_ACTIONS TO TAKE_:
1. In the post on care for severely autistic adults in New Brunswick, at what age does the Stan Cassidy autism team stop providing service?
2. Can you translate this sentence from the post on care for severely autistic adults in New Brunswick into Spanish: "Service to our clients is provided in their language of choice (French or English)."?

_SUPPLIED TEXT_:
# # # # # # #

Sunday, April 19, 2015

Why Do New Brunswick Governments Ignore Needs of Severely Autistic Adults? When Will They Ever Learn?

The Restigouche Psychiatric Hospital on NB's Northern Border Far From Most NB Families is a 
Massive Institution and the Present and Future Home for Severely Autistic Adults in 
the Inclusive Community of New Brunswick. 

My Son Conor Is A Great Joy But His Severe 
Autism Presents Many Challenges, As Things Stand 
He MAY Spend His Adult Life AD (After Dad) 
in the Restigouche Psychiatric Hospital

Autism spectrum disorders and the challenges they present to those who suffer from them continue on into adulthood in many cases, particularly for those who did not receive the benefit of early intervention.   So why should New Brunswick's only tertiary level health care service, that offered by the Stan Cassidy autism team in Fredericton, be arbitrarily cut off at age 16. Why has New Brunswick not developed an adult autism treatment and permanent residential care facility for the most severely autistic who will either be sent to Spurwink Maine or as is more likely as the screws tighten to the Regional Psychiatric Hospital in Campbellton far from the bulk of the population in Canada's most community and inclusion obsessed province?

Who we help

We have a provincial mandate and therefore serve the entire province of New Brunswick. Service to our clients is provided in their language of choice (French or English). We see school-aged children until their 16th birthday."

# # # # # # #

_EXTRACTED MATERIAL_:
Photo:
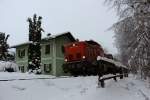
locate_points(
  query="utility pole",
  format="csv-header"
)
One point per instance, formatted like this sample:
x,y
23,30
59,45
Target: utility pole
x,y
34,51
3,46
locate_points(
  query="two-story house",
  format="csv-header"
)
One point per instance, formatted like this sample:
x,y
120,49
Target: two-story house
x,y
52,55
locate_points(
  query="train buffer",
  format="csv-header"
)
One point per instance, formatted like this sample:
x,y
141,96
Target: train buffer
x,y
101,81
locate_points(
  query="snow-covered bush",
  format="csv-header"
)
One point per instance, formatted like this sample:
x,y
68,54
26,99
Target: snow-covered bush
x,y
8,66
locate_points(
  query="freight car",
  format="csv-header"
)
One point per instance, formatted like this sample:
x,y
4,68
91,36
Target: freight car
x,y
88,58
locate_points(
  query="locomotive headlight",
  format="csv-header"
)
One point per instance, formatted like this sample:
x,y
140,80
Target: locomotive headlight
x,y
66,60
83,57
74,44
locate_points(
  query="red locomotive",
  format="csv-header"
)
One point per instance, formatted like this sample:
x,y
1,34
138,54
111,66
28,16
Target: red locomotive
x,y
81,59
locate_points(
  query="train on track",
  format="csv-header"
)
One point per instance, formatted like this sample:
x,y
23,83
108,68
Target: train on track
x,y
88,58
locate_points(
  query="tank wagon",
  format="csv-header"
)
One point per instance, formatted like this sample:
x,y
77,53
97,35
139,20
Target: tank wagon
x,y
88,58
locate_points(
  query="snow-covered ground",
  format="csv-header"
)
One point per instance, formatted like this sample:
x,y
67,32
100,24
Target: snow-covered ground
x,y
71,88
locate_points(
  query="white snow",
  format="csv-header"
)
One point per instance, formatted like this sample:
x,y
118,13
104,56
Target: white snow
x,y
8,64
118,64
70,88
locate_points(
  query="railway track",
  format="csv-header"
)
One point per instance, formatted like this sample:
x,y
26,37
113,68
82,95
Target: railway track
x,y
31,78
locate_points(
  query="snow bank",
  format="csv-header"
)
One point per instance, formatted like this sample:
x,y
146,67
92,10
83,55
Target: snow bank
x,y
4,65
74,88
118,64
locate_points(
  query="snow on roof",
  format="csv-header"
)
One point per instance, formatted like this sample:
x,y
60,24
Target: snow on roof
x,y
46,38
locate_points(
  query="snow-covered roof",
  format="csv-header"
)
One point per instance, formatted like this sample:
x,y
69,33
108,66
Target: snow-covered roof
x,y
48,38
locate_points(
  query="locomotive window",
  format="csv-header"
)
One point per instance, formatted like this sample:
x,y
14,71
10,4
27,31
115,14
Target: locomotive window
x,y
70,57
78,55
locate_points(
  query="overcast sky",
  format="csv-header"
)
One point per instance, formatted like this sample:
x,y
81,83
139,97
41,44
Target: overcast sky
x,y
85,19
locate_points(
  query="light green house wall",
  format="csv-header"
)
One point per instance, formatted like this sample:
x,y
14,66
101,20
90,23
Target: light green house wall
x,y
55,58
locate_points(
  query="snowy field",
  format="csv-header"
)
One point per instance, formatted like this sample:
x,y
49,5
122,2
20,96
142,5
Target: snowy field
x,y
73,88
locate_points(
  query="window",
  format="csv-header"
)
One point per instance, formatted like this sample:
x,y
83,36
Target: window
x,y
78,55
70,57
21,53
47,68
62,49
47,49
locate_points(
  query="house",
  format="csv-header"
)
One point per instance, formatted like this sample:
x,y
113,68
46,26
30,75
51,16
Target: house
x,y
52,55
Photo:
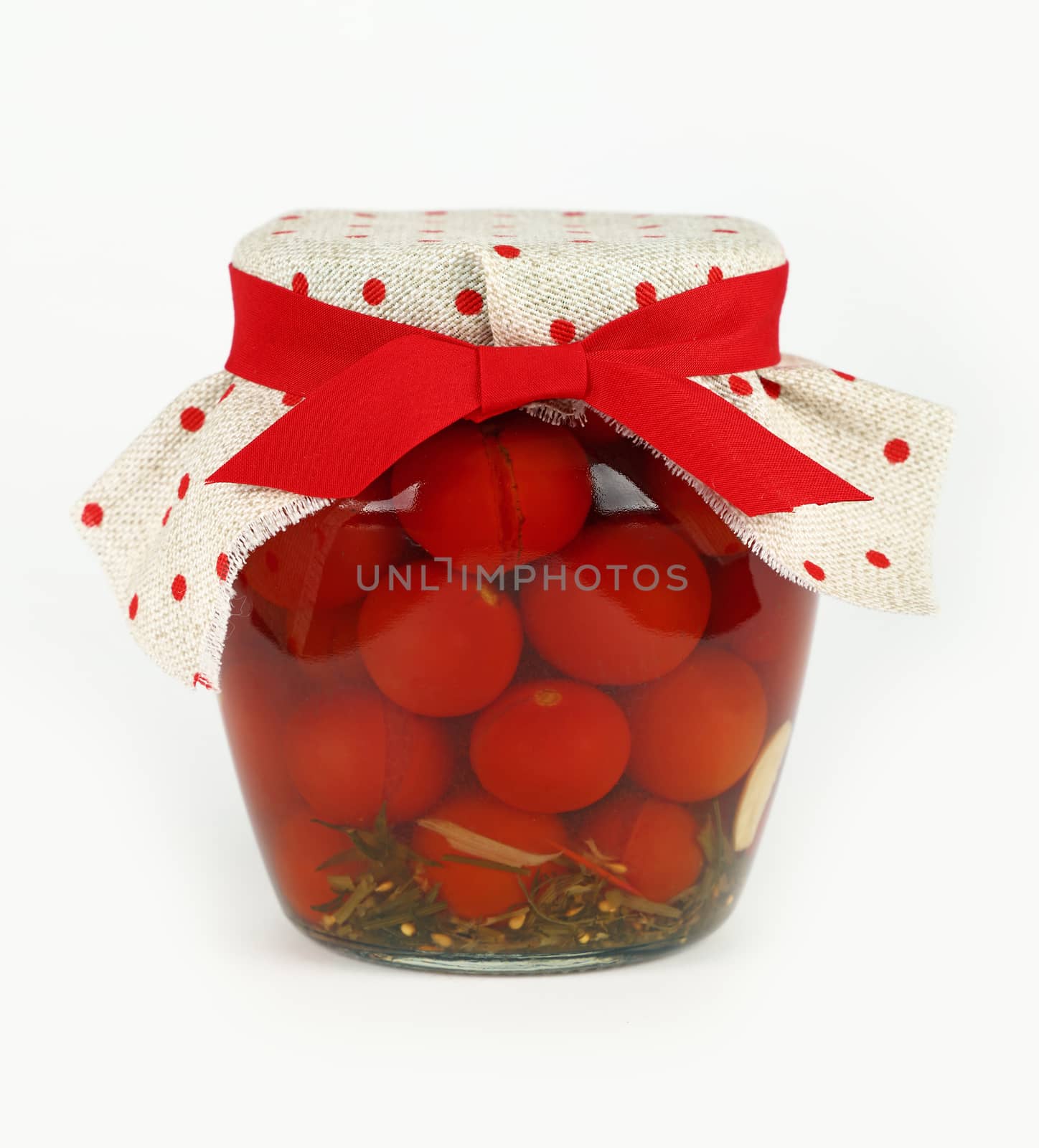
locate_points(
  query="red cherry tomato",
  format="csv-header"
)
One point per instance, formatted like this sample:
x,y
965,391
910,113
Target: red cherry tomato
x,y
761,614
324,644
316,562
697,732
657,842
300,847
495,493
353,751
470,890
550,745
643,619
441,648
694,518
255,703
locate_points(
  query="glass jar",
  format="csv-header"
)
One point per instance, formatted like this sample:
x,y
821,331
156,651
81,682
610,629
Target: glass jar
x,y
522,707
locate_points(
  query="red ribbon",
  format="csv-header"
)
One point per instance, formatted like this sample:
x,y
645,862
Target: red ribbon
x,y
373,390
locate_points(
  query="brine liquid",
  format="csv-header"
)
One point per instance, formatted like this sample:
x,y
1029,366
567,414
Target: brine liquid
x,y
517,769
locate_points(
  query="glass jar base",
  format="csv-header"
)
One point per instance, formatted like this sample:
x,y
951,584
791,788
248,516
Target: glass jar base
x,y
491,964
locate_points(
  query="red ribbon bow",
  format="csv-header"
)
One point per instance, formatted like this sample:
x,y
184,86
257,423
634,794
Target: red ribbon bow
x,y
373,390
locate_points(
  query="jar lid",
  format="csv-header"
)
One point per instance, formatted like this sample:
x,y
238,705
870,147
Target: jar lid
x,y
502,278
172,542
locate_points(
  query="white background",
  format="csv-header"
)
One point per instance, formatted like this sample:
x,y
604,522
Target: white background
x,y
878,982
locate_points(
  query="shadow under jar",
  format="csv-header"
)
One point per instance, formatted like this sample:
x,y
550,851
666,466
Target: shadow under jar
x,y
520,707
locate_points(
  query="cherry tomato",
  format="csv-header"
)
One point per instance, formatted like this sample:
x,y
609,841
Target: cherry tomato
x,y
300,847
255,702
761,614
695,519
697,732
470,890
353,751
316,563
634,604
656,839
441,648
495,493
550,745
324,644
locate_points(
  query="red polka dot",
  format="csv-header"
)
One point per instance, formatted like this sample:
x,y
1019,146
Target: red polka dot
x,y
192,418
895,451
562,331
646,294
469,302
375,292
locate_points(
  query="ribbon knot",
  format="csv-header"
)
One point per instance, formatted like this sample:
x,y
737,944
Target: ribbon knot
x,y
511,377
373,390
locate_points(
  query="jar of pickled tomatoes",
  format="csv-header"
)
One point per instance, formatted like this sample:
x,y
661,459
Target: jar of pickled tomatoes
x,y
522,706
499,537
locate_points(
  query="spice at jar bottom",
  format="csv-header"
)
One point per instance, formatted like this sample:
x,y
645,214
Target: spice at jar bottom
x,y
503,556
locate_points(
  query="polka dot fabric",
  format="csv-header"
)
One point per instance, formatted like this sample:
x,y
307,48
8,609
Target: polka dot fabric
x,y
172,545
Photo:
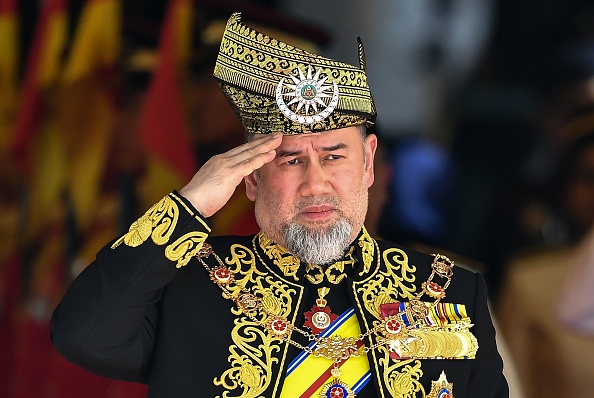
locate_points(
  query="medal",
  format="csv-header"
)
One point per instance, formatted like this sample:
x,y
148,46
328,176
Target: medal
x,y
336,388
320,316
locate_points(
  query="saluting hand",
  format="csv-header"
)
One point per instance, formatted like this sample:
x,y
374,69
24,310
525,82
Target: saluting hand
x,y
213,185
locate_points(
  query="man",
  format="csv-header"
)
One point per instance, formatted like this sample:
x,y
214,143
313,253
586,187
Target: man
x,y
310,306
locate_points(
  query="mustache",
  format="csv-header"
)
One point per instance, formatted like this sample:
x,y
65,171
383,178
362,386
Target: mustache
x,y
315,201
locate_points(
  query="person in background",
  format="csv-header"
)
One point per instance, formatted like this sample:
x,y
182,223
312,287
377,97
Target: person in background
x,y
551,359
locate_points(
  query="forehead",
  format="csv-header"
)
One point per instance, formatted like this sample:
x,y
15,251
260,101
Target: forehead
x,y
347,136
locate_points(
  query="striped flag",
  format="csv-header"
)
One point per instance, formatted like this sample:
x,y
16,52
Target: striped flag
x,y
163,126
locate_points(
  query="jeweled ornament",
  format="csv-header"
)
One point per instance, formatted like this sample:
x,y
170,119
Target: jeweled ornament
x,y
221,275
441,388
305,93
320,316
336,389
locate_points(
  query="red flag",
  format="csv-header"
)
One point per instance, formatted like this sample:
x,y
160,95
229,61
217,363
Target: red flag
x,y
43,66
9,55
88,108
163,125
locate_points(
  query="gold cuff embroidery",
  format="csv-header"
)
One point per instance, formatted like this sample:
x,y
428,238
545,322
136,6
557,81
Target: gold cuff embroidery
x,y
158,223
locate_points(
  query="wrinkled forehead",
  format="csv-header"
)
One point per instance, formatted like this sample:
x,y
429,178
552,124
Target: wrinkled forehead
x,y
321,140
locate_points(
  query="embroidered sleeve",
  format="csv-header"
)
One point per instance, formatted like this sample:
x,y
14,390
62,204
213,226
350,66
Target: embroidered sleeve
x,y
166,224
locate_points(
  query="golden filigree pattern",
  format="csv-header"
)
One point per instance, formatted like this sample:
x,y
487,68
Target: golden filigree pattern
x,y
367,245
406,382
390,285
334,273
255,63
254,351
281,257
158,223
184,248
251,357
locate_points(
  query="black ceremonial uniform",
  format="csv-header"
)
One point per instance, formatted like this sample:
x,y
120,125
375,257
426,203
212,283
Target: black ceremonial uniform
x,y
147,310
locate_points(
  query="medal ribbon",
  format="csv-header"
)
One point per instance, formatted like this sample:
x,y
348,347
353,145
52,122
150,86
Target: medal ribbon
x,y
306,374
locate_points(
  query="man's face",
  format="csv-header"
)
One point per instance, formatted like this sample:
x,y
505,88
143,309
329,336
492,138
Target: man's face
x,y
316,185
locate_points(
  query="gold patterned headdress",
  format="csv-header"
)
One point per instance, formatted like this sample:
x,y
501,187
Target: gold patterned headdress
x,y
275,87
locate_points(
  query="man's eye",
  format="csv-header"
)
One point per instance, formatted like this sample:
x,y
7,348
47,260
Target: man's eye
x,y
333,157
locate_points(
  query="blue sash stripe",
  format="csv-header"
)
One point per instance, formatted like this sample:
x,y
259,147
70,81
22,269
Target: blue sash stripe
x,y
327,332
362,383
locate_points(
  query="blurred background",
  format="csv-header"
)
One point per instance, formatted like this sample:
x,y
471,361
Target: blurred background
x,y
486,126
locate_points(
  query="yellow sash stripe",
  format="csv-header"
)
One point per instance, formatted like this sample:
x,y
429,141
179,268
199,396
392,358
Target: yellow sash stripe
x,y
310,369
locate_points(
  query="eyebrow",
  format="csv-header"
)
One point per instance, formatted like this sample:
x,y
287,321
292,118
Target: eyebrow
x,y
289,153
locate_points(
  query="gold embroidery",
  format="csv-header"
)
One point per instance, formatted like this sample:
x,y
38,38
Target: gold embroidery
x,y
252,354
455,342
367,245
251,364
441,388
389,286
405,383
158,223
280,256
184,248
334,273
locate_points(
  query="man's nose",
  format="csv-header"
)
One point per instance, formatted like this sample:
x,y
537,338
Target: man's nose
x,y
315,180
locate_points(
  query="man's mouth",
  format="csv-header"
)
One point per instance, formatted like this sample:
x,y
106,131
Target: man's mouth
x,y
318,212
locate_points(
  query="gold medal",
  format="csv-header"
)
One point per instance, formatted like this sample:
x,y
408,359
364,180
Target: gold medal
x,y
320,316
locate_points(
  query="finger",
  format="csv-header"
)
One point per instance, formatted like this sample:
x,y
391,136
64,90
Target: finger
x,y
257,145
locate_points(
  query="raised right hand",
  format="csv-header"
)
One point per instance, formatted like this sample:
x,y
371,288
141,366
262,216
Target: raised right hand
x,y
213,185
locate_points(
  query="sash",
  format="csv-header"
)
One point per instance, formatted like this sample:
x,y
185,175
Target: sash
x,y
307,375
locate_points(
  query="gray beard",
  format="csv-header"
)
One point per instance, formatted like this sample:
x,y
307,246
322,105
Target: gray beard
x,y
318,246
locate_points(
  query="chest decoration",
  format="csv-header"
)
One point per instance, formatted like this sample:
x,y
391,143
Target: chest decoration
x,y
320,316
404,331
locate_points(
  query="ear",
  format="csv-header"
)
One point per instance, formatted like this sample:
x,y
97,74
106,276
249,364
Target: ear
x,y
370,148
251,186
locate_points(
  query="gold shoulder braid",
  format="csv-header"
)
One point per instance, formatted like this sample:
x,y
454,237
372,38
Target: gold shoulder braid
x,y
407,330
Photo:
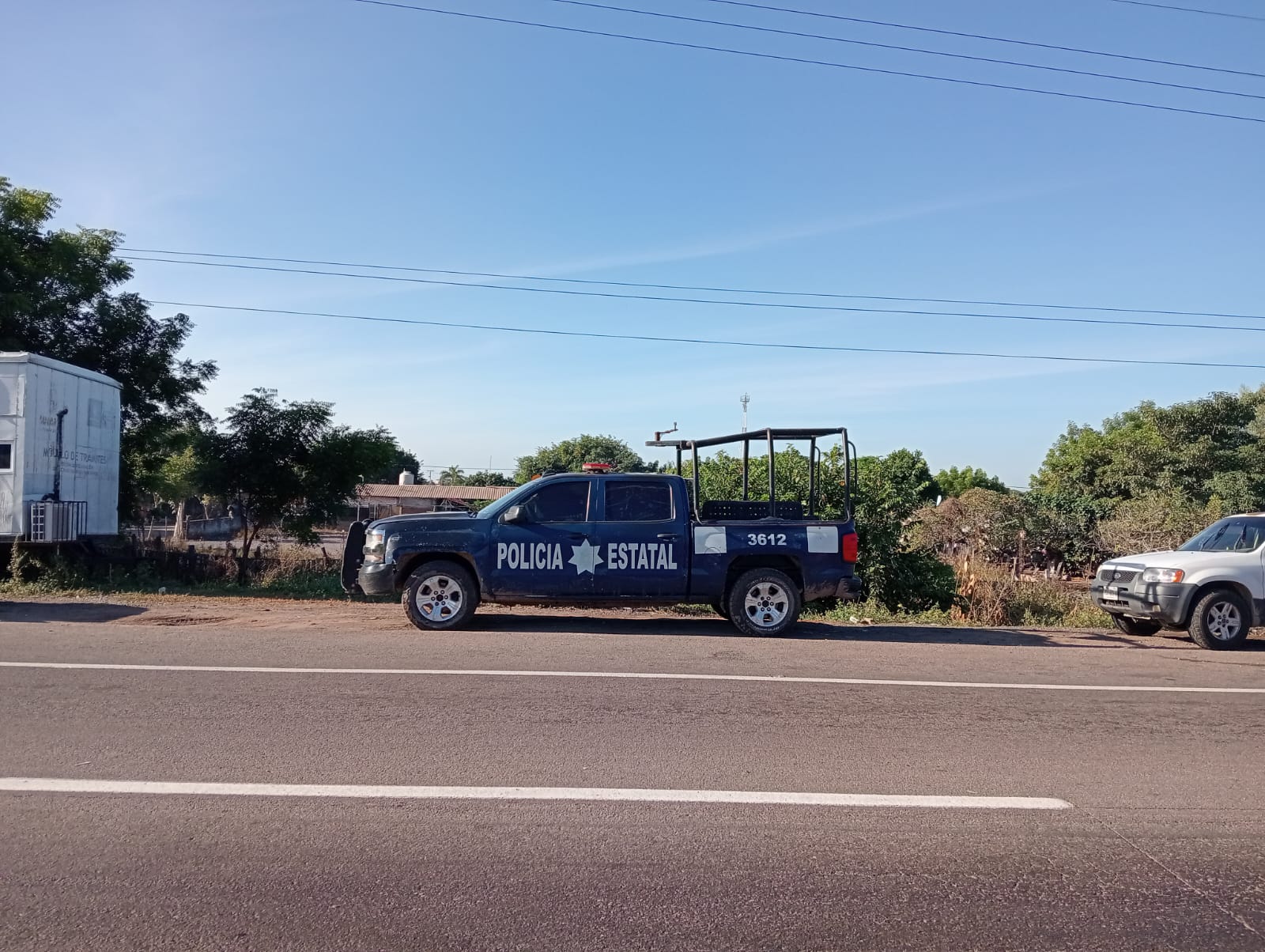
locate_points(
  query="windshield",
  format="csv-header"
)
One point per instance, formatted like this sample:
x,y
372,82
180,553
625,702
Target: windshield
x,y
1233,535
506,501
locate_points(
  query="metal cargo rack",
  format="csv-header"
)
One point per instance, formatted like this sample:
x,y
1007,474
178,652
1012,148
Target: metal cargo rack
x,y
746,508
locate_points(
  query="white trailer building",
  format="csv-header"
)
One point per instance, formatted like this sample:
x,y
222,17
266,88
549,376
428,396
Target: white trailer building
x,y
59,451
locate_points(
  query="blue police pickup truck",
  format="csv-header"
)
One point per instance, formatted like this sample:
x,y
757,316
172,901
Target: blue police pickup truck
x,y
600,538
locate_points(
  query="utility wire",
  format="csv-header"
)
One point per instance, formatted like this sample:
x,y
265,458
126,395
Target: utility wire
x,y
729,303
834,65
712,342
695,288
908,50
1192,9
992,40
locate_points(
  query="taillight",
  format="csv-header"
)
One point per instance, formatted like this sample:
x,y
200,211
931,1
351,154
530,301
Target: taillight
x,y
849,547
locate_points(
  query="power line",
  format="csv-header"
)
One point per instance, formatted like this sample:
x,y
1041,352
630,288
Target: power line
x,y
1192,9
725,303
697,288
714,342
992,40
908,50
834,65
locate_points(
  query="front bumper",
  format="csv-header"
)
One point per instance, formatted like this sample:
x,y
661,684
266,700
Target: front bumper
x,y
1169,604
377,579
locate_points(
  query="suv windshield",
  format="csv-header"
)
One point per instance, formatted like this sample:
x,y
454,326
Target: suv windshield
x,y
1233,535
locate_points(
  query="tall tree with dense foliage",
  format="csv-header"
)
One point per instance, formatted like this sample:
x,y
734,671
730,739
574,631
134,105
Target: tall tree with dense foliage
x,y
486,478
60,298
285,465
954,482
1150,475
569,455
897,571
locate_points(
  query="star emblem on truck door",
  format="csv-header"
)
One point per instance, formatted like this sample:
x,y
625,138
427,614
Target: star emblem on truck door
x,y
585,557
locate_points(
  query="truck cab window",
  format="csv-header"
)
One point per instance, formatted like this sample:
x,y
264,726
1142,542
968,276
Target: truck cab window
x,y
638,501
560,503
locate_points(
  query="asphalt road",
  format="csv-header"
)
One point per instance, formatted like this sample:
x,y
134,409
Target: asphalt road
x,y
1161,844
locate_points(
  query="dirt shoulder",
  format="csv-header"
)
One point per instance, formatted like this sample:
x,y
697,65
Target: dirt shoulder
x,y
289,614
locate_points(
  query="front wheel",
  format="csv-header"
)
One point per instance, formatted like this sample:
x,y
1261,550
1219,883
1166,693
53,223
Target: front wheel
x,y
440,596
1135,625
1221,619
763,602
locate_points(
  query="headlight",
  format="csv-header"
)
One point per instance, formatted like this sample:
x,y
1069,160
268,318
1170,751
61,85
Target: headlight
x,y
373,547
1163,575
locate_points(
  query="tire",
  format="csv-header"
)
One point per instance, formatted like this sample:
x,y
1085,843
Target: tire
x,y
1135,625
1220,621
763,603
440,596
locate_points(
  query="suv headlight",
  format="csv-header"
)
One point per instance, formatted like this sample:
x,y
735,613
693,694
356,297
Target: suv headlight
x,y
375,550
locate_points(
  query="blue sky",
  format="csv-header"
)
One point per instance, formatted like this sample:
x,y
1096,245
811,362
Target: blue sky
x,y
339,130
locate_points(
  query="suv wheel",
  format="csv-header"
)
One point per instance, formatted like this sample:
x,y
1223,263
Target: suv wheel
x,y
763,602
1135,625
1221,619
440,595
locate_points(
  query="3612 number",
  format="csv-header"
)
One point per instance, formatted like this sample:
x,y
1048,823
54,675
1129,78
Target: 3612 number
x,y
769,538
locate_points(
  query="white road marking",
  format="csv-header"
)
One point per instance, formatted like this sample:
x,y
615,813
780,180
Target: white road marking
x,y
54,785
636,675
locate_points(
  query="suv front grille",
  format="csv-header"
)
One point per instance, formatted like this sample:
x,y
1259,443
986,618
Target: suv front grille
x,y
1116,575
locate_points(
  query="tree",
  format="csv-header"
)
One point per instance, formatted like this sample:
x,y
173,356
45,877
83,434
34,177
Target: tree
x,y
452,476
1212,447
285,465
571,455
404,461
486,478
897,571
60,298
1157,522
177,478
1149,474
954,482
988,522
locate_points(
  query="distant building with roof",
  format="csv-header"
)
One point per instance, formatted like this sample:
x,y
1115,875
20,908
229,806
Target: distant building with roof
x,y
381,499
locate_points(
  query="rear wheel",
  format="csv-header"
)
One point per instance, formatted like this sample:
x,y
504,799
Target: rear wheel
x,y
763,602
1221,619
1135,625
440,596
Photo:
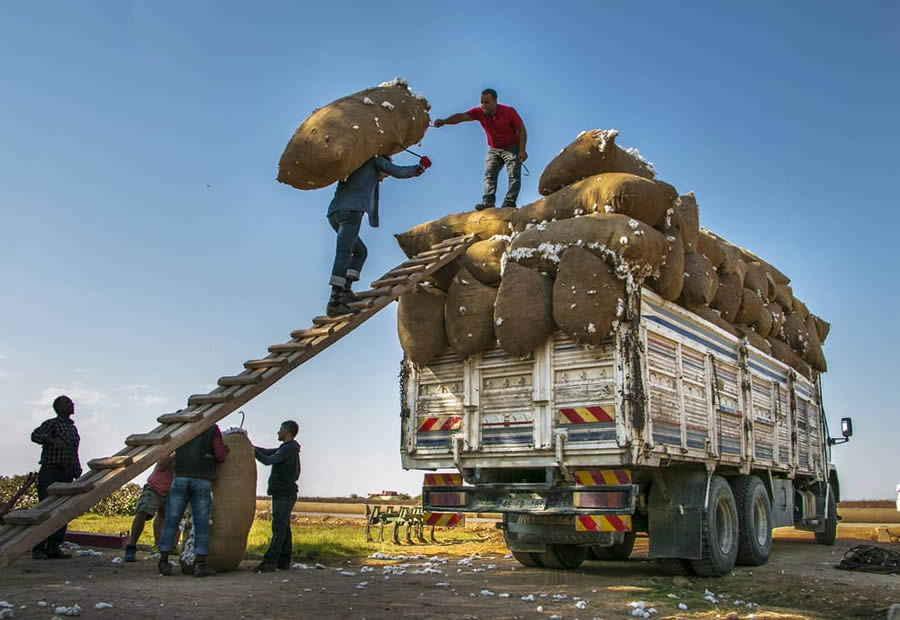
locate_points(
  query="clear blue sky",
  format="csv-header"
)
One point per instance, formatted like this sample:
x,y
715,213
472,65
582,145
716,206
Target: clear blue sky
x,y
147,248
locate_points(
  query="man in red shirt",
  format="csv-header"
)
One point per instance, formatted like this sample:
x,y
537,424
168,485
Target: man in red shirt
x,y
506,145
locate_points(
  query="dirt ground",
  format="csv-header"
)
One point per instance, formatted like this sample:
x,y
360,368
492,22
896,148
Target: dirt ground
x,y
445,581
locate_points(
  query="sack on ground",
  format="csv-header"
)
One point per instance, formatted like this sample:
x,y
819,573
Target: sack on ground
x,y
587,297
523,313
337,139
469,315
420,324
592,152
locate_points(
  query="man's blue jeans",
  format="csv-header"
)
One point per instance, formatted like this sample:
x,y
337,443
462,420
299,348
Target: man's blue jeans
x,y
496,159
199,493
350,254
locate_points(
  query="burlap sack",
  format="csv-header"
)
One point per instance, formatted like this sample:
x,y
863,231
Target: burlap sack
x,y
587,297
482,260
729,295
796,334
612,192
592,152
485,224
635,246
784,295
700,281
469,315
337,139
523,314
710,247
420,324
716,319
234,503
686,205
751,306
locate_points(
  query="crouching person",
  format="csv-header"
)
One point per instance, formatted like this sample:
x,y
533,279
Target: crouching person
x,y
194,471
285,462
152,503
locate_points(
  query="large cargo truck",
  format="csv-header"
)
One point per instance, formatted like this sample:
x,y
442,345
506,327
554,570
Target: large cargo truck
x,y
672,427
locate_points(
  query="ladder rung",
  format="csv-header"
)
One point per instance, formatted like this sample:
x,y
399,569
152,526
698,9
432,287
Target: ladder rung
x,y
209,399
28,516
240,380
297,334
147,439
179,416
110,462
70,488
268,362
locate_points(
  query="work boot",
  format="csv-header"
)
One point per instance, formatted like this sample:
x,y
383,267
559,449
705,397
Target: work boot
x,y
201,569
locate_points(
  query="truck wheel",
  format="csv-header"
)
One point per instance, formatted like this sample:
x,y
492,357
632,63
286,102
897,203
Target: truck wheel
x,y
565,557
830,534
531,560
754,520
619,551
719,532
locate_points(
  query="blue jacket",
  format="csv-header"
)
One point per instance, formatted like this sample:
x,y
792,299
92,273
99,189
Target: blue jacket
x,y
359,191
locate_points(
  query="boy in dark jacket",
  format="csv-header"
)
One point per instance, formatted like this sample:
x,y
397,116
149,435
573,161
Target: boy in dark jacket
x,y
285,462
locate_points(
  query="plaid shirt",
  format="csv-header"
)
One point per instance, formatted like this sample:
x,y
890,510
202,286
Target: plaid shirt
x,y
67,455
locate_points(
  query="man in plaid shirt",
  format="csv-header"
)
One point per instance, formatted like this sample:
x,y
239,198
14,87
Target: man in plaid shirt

# # # # # # #

_SOLUTIONS TO EACH TASK_:
1. At age 16. The team sees school-aged children until their 16th birthday.

2. El servicio a nuestros clientes se presta en el idioma de su elección (francés o inglés).